Entradas salvas
- - - - -

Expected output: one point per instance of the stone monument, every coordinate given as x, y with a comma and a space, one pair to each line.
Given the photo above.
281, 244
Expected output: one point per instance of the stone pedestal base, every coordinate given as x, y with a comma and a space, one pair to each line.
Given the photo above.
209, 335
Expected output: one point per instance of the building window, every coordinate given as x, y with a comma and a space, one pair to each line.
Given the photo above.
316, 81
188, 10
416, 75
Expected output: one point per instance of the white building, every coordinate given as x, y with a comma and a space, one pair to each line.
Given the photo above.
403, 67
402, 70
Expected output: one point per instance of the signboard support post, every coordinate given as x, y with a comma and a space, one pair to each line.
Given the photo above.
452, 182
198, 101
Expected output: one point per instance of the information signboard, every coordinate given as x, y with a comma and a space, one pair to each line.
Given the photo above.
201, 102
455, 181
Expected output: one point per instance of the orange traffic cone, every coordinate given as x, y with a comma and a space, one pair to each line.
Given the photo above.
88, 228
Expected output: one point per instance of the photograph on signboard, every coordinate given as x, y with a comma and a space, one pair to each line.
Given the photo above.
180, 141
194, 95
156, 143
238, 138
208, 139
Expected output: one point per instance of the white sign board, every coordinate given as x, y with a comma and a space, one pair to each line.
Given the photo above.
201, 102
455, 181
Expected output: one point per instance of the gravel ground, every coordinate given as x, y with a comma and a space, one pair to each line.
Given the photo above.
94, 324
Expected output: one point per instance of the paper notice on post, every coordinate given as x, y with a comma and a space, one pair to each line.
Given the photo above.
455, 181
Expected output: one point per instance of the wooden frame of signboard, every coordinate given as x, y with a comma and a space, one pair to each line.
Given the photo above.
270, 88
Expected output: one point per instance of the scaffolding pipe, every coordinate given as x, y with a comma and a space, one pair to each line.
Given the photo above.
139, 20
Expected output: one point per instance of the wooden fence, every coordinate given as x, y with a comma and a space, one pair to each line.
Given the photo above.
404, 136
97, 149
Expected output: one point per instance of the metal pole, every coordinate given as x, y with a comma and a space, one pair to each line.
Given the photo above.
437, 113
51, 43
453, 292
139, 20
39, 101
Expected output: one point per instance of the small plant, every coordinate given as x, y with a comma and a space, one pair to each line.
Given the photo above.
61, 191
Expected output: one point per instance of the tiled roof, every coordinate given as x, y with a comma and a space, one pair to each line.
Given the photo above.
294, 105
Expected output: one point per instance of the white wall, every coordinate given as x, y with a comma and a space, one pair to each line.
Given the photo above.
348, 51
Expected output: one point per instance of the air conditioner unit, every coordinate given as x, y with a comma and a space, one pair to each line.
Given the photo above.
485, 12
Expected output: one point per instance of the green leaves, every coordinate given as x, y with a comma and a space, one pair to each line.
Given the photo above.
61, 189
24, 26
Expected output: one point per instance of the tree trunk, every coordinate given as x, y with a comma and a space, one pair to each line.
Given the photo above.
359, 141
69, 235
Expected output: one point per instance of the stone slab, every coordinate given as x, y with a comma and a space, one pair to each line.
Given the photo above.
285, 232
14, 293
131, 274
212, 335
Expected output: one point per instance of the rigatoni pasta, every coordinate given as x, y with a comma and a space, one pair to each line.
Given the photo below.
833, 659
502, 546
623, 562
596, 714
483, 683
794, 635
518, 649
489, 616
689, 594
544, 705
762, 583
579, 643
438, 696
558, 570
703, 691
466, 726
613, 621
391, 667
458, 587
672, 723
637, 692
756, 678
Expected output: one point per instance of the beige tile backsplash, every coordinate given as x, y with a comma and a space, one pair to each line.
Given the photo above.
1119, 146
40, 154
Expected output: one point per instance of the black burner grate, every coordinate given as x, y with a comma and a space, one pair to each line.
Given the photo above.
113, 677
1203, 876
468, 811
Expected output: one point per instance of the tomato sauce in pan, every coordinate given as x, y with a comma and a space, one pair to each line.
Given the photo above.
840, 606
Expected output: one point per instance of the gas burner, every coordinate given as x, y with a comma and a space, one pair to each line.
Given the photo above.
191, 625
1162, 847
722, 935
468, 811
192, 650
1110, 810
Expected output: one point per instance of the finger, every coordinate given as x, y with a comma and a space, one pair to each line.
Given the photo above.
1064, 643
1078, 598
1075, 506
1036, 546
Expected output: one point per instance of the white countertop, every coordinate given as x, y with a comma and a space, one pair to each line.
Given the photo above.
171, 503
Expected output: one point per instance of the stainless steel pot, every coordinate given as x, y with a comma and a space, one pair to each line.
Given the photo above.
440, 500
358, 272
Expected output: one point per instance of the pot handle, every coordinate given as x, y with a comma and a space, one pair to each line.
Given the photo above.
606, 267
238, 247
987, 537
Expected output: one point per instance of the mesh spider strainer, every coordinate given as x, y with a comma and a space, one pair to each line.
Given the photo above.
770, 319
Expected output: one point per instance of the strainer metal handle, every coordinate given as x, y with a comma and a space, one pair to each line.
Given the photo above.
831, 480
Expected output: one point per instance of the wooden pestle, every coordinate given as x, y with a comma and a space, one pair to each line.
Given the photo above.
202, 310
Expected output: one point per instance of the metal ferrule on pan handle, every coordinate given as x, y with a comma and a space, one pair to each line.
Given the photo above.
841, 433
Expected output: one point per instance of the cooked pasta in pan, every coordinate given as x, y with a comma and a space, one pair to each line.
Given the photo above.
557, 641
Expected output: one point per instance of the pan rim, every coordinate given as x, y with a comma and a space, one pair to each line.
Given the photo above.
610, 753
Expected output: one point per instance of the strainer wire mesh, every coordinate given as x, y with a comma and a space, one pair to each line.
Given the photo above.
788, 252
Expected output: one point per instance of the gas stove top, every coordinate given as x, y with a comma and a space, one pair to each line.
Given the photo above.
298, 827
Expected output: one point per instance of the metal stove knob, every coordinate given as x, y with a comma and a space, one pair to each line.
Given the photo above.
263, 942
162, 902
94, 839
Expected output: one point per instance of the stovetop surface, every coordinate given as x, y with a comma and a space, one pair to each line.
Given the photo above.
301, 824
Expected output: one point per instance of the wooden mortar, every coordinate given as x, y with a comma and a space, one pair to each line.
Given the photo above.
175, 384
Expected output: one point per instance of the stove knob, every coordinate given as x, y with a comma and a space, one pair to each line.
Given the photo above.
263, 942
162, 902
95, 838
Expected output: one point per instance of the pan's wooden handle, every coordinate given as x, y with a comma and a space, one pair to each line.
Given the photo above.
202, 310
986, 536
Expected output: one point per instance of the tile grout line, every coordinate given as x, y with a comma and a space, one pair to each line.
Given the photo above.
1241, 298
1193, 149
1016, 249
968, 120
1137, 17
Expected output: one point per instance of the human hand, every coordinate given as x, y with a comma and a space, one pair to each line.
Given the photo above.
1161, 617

- - - - -

Requisitos: Reproduza na íntegra as linhas começando na que contém "Expected output: one point per instance of the tile grout" e terminando no fim das entradas, ambas inclusive, alterando apenas as coordenadas das respostas. Aplique a elas o fator de escala 1,05 e arredonde cada resultado para o inteiro mais próximo, com as metades arredondadas para cima.

Resposta:
Expected output: one point per instance of the tile grout line, every coordinate given as x, y with a comma and a space, one pair to each line.
Given the photo above.
1303, 313
1253, 156
1067, 261
1016, 126
1194, 18
Expected output: one point per instance of the human hand, every coordinate given as x, y with a comma and a space, one pair to each line.
Given the photo above.
1219, 648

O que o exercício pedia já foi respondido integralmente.